• TASK LIST:
(1) In the excerpt on solar technology, what does the abbreviation LCOE stand for?
(2) Write the next part of the excerpt on solar technology, picking up after its final sentence.

• EXCERPT PROVIDED:
────────────────────

Newer technologies such as cleaning robots have also improved Operations & Maintenance (O&M), leading to better upkeep of solar facilities and higher energy production.
Meanwhile sophisticated AI platforms are finding their way into distributed energy management, helping to drive production up while ensuring safety, especially during extreme weather events.
One key limitation in the renewable energy industry thus far has been the variability of solar and wind resources. The thinking has been that since solar is not dispatchable, or “firm,” it can’t be a reliable component of a power portfolio, at least not reliable enough to entirely replace fossil generation.
Now we are seeing the elimination of that last barrier to the solar industry. The availability of improved energy-storage technologies and a rapid decline in battery prices like the trajectory of solar modules themselves, is helping to “firm” solar power. Low cost batteries are paving the way for 24/7 dispatchable renewable energy, and it is the ultimate game changer.
All these interdependencies are evolving together to drive scale and improve the Levelized Cost of Energy (LCOE), or the lifetime cost of distributed renewable energy, leading to quicker adoption.
Voyager: A cost-efficient next-generation single axis tracker
On the equipment side, an example of technology advancement in the industry is FTC Solar’s Voyager, a next generation, single-axis tracker that requires fewer posts/modules, less DC cabling, and enables industry-leading installation processes, driving the lowest total installed cost.
Voyager’s single row, double portrait (2P) architecture enables optimized performance for bifacial modules and allows the optimization of available land, while maintaining suitable accessibility for O&M in high Ground Coverage Ratio (GCR) designs. FTC Solar provides a proprietary controller system with Voyager, enabling granular controls with row-level backtracking capabilities. As a result, Voyager delivers among the best LCOE in the industry.
SunDAT PV software facilitates design of utility-scale projects
Meanwhile, FTC Solar’s SunDAT PV design software enables rapid, partially automated design, engineering and cost analysis of utility-scale and C&I projects. The software complements the Voyager tracker, and along with engineering services, provides a complete package of necessary tools for solar customers, with superior engineering and competitive costs.

────────────────────

• EXTRACTED ENTRIES:
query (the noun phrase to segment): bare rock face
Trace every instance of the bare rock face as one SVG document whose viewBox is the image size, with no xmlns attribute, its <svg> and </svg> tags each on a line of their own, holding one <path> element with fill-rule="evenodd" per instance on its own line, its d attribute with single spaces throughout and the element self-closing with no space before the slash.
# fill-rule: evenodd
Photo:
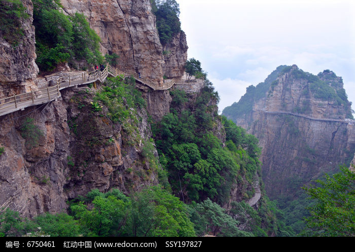
<svg viewBox="0 0 355 252">
<path fill-rule="evenodd" d="M 69 15 L 83 13 L 101 39 L 101 52 L 120 56 L 118 67 L 162 84 L 163 49 L 149 0 L 62 0 Z"/>
<path fill-rule="evenodd" d="M 63 211 L 93 189 L 128 194 L 158 183 L 141 154 L 152 134 L 145 110 L 125 128 L 108 119 L 105 106 L 93 111 L 93 92 L 62 92 L 63 100 L 2 117 L 0 206 L 32 217 Z"/>
<path fill-rule="evenodd" d="M 147 102 L 147 110 L 155 121 L 160 121 L 170 112 L 172 98 L 169 90 L 155 91 L 143 93 Z"/>
<path fill-rule="evenodd" d="M 186 35 L 181 31 L 163 47 L 163 54 L 165 64 L 164 75 L 168 78 L 180 78 L 184 75 L 187 60 Z"/>
<path fill-rule="evenodd" d="M 22 0 L 29 17 L 21 20 L 23 35 L 10 44 L 0 32 L 0 98 L 28 91 L 39 69 L 34 46 L 34 27 L 32 25 L 33 5 Z"/>
<path fill-rule="evenodd" d="M 315 76 L 295 65 L 282 66 L 231 106 L 243 110 L 224 111 L 259 138 L 263 179 L 272 199 L 292 197 L 324 172 L 338 171 L 355 151 L 355 122 L 346 119 L 351 103 L 341 78 L 329 70 Z"/>
</svg>

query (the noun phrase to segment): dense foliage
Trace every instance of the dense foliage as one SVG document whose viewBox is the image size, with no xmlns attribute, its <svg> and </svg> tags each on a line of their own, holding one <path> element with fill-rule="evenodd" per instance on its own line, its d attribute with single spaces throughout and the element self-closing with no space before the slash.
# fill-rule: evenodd
<svg viewBox="0 0 355 252">
<path fill-rule="evenodd" d="M 24 219 L 8 208 L 0 213 L 0 236 L 23 235 L 38 227 L 51 236 L 194 236 L 187 208 L 158 187 L 127 197 L 95 189 L 70 203 L 71 215 L 46 213 Z"/>
<path fill-rule="evenodd" d="M 29 17 L 20 0 L 0 0 L 0 32 L 3 38 L 12 44 L 18 44 L 23 35 L 21 21 Z"/>
<path fill-rule="evenodd" d="M 83 14 L 65 15 L 59 10 L 58 0 L 33 0 L 32 3 L 36 63 L 41 70 L 52 70 L 64 62 L 74 67 L 83 62 L 87 67 L 103 61 L 99 51 L 100 38 L 90 28 Z"/>
<path fill-rule="evenodd" d="M 353 166 L 352 166 L 353 168 Z M 314 236 L 355 236 L 355 173 L 348 168 L 318 179 L 318 187 L 303 189 L 314 205 L 309 208 L 304 234 Z"/>
<path fill-rule="evenodd" d="M 195 59 L 195 58 L 189 59 L 186 62 L 185 71 L 189 75 L 189 80 L 192 76 L 196 76 L 199 73 L 202 73 L 202 68 L 201 67 L 201 62 Z"/>
<path fill-rule="evenodd" d="M 179 5 L 175 0 L 151 0 L 157 18 L 157 28 L 160 42 L 165 45 L 181 30 Z"/>
</svg>

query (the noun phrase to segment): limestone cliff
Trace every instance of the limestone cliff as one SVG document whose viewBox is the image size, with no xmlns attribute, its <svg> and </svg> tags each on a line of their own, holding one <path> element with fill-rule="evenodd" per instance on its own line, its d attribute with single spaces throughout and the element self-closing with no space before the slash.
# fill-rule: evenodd
<svg viewBox="0 0 355 252">
<path fill-rule="evenodd" d="M 33 6 L 22 1 L 28 17 L 20 18 L 23 34 L 12 43 L 5 40 L 0 30 L 0 98 L 28 92 L 38 74 L 34 62 L 34 27 L 32 25 Z"/>
<path fill-rule="evenodd" d="M 62 100 L 2 118 L 2 207 L 32 217 L 61 211 L 68 199 L 94 188 L 128 193 L 157 183 L 140 154 L 151 137 L 145 111 L 137 111 L 136 125 L 123 128 L 105 106 L 93 111 L 89 90 L 64 91 Z"/>
<path fill-rule="evenodd" d="M 171 41 L 164 46 L 164 74 L 166 77 L 181 78 L 184 76 L 188 48 L 186 35 L 182 31 L 175 34 Z"/>
<path fill-rule="evenodd" d="M 223 114 L 259 139 L 265 188 L 275 198 L 349 164 L 355 150 L 350 105 L 332 71 L 315 76 L 280 66 Z"/>
<path fill-rule="evenodd" d="M 28 92 L 30 86 L 36 90 L 47 83 L 36 78 L 32 3 L 22 2 L 30 16 L 23 21 L 23 40 L 14 47 L 0 36 L 0 98 Z M 166 68 L 169 76 L 179 77 L 183 71 L 187 50 L 185 34 L 182 32 L 166 46 L 171 53 L 164 59 L 149 0 L 61 3 L 68 15 L 78 12 L 85 15 L 101 38 L 101 52 L 119 55 L 121 70 L 140 73 L 158 83 L 162 83 Z M 153 119 L 169 112 L 168 91 L 138 87 Z M 104 191 L 116 187 L 128 193 L 158 182 L 156 168 L 141 155 L 151 136 L 146 110 L 137 111 L 139 122 L 131 123 L 134 130 L 123 129 L 107 119 L 107 109 L 102 109 L 101 116 L 93 116 L 93 93 L 84 90 L 63 90 L 62 100 L 0 118 L 0 147 L 5 148 L 0 155 L 1 207 L 32 217 L 61 211 L 68 199 L 91 189 Z M 29 138 L 23 135 L 25 126 L 31 129 Z M 34 146 L 29 143 L 32 140 L 37 143 Z"/>
</svg>

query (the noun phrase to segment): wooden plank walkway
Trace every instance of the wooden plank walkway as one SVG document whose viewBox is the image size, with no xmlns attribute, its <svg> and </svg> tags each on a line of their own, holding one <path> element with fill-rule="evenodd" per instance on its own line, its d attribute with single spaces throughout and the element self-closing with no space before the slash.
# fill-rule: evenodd
<svg viewBox="0 0 355 252">
<path fill-rule="evenodd" d="M 288 112 L 287 111 L 266 111 L 266 110 L 253 110 L 253 111 L 255 112 L 263 112 L 265 114 L 273 114 L 273 115 L 276 115 L 276 114 L 287 114 L 287 115 L 290 115 L 292 116 L 295 116 L 296 117 L 303 117 L 303 118 L 307 118 L 307 119 L 310 119 L 312 120 L 314 120 L 314 121 L 325 121 L 325 122 L 337 122 L 339 123 L 353 123 L 355 122 L 354 120 L 352 120 L 351 119 L 345 119 L 345 120 L 341 120 L 341 119 L 333 119 L 333 118 L 316 118 L 315 117 L 309 117 L 308 116 L 306 116 L 305 115 L 301 115 L 300 114 L 296 114 L 296 113 L 293 113 L 292 112 Z"/>
<path fill-rule="evenodd" d="M 136 73 L 131 71 L 123 72 L 108 64 L 102 71 L 95 70 L 89 73 L 83 72 L 81 74 L 60 77 L 56 80 L 56 85 L 55 86 L 0 99 L 0 116 L 19 110 L 24 110 L 29 106 L 56 100 L 60 97 L 60 91 L 62 89 L 88 84 L 97 81 L 102 83 L 109 75 L 114 77 L 122 75 L 124 78 L 133 76 L 136 81 L 148 86 L 154 90 L 167 90 L 171 88 L 175 83 L 185 83 L 183 81 L 175 81 L 173 79 L 164 82 L 163 85 L 158 85 L 148 79 L 139 76 Z M 204 80 L 198 79 L 193 83 L 201 83 L 201 82 L 204 82 Z"/>
</svg>

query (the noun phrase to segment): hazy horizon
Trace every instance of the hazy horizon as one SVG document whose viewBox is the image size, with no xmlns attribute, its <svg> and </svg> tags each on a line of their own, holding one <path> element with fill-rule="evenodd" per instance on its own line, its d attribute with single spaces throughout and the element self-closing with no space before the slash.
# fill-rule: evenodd
<svg viewBox="0 0 355 252">
<path fill-rule="evenodd" d="M 220 112 L 280 65 L 296 64 L 315 75 L 332 70 L 355 102 L 355 2 L 176 2 L 188 57 L 208 72 L 221 97 Z"/>
</svg>

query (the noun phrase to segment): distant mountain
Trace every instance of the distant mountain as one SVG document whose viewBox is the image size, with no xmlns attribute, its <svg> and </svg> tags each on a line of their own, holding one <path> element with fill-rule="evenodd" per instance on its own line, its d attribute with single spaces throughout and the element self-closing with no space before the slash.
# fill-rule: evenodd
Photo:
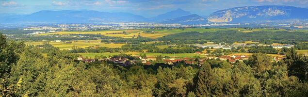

────────────────────

• ANSWER LIST:
(1) Levelized Cost of Energy

(2)
This versatile tool facilitates rapid generation and analysis of hundreds of options for a potential site. SunDAT integrates with PV Bid and SunFig to include project cost estimation and project financial returns, enabling users to perform a complete economic optimization of their projects.
Starting with only a ground or rooftop boundary, SunDAT can model virtually every combination of design parameter: module/inverter types, ground coverage ratio, string size, tracking vs. fixed-tilt, azimuth, and more, producing complete site layouts and energy estimates in minutes.
Combined with the power of PV Bid, each design configuration can be analyzed financially and compared, providing direct visibility into project economics. With the ability to connect technical site design, energy estimation, and cost, SunDat users can quickly see which option produces the best LCOE, IRR, and NPV
Government incentives have played a large role in getting us to where we are today in the solar industry. But, with PV technology getting less expensive and more efficient all the time, the more important role for governments to play now would be to establish challenging renewable energy goals and see to it that they are met.
With advances such as these, and many others developed by business and government, the solar industry can look forward to meeting ambitious goals—and powering the U.S. to a cleaner energy future.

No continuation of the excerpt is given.